▸ EXCERPT PROVIDED:
========

There are various types of forecasting: corporate finance, weather, political polling, etc. Some are probably using new AI tools to aid in the prediction business.

Business forecasts

I’ve done a lot of the corporate finance type forecasting where I would send to corporate what the team or location thought would be the financial result for the month, quarter, year or whatever period of time requested by corporate. It could be a forecast for a business line, a forecast for a program, a forecast for a refinery, etc.

And at least in the corporations that I’ve been in, senior management would exhort us to do better because they made decisions based upon our forecasts. We were terrible at it.

I don’t think anybody was good at it.

Now my stance was, especially in the tech industry, the industry changes so fast that it is hard to predict. They shareholders… they can just choose another company to invest in if they didn’t like the forecast because the tech industry was never going to be stable.

Looking back, I would say most of my forecasts have been good in that I would come in under 5% variance. But I had some really amazing forecasts too, like the time I wrote about a merger and a few other times coming within $5 dollars of the forecasted revenue.

Freaking amazing results there.

I also, unfortunately, have encountered situations where I thought the forecasts might have driven the accounting. In other words, there were so much pressure in the company that people started to make rationalizations in their head for doing the accounting they did. I saw a couple of booked entries that didn’t look right.

And in the last tech company, somebody gave accounting one set of figures to use for booking revenues and gave another set of figures to the billing agent for their invoices. The finance person accrued to much revenue, based upon the information received, such that when the project ended and finance and billing were closing up the account, they found that the revenue had to be written down, I think, half a million dollars.

That led to our division to being put on the selling block.

Today, there is supposed to be some form of predictive analytics that is said to be markedly superior to what humans have done. If my history is filled with poor forecasting by financial analysts is common throughout the business industry, then there would be no surprise that predictive analytics would be better.

Not perfect but better than what has been done before.

Unfortunately, I have not worked in companies that are deploying these predictive models to be able to make that assessment. I would love to know what goes into those models.

========

▸ AVAILABLE DATA:
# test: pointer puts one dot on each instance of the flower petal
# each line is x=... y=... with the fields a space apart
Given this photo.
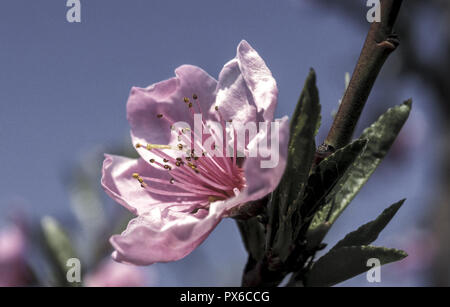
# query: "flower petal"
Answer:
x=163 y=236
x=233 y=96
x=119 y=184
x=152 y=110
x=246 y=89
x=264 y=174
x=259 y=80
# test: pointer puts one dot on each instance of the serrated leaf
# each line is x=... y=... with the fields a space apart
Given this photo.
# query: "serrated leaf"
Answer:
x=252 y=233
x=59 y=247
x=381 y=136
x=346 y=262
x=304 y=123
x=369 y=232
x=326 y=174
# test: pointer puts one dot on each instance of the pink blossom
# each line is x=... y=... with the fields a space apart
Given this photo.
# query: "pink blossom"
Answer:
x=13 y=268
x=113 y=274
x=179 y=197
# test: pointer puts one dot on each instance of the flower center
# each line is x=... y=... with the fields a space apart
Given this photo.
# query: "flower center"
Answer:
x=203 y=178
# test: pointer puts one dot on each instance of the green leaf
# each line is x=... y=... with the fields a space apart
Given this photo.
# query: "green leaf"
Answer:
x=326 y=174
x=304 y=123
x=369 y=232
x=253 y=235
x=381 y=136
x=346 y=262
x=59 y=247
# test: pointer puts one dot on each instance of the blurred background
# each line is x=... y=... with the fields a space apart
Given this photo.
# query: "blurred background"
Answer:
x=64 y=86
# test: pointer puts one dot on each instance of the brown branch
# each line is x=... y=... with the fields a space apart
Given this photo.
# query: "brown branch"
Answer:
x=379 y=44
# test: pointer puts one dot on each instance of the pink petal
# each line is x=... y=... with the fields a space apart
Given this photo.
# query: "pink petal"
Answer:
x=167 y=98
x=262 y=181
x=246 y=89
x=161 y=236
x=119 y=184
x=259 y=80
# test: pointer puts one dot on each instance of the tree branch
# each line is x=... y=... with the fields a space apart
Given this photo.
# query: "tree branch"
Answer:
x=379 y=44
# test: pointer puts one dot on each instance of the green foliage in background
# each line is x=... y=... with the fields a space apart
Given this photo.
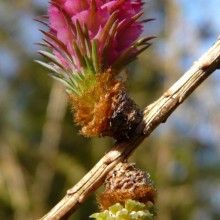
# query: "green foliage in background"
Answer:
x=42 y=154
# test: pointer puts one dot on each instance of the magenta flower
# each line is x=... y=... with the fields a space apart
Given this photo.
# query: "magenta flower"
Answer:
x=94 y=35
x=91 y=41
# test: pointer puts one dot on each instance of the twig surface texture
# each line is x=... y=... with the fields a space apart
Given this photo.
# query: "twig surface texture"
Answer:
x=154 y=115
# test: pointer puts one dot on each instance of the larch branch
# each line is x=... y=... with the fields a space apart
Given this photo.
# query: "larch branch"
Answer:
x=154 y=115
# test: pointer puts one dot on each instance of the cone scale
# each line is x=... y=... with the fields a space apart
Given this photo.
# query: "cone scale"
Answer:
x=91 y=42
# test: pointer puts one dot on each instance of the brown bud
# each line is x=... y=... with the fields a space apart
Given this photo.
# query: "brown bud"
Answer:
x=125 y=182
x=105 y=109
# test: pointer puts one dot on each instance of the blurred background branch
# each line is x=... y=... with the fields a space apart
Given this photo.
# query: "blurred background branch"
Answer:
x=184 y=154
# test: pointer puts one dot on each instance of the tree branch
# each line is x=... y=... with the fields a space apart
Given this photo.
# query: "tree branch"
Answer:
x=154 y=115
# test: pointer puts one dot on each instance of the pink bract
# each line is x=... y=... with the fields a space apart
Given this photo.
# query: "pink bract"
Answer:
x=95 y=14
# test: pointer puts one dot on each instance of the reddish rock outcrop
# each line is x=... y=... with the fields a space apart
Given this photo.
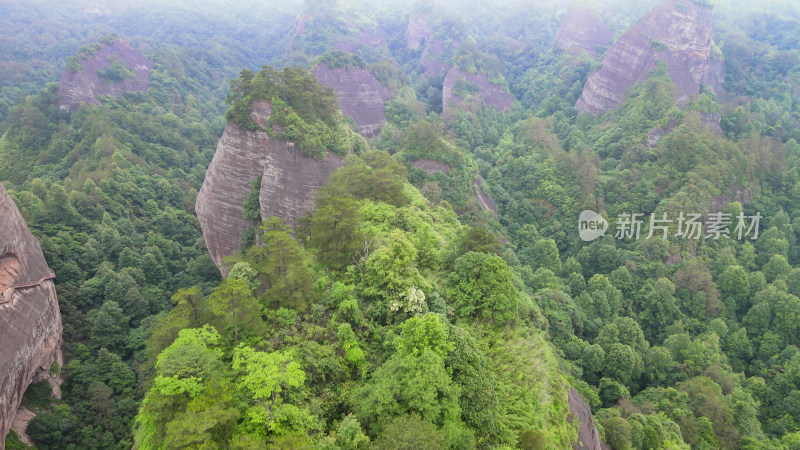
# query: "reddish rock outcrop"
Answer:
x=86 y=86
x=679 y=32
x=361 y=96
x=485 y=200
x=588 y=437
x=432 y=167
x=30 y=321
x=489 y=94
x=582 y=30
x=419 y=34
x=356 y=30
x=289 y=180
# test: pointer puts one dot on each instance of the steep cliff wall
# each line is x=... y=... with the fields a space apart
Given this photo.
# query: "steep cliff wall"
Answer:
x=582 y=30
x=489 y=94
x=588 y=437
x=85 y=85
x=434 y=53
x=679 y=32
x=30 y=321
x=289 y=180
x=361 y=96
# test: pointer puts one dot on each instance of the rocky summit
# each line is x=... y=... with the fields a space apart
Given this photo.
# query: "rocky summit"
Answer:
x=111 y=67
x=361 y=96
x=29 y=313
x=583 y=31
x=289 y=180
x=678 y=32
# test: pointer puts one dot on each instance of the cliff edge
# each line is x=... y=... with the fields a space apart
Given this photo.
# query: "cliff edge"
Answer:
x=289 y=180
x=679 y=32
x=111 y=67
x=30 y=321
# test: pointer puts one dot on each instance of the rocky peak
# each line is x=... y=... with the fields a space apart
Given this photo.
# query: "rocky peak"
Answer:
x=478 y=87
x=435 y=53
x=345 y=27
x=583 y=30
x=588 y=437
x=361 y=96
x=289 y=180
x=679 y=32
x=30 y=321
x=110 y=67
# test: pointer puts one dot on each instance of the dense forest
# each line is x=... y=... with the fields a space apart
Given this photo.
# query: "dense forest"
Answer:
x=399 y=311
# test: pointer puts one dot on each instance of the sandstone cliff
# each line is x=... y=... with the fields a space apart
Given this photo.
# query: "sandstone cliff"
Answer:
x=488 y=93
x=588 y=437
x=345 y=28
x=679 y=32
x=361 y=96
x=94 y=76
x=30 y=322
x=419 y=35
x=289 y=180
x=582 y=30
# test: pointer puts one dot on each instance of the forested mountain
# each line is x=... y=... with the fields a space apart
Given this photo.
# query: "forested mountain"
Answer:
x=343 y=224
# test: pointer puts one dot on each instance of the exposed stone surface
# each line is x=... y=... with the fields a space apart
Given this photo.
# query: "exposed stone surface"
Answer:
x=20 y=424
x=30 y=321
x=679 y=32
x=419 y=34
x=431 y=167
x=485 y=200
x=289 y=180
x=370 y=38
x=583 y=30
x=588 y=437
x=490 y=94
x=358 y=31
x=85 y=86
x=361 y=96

========

▸ ABOUT THIS EXERCISE: In the piece on business forecasting, what variance did the writer say most of their forecasts came in under? The records have nothing to do with the text.

▸ RESPONSE BOX: Under 5% variance.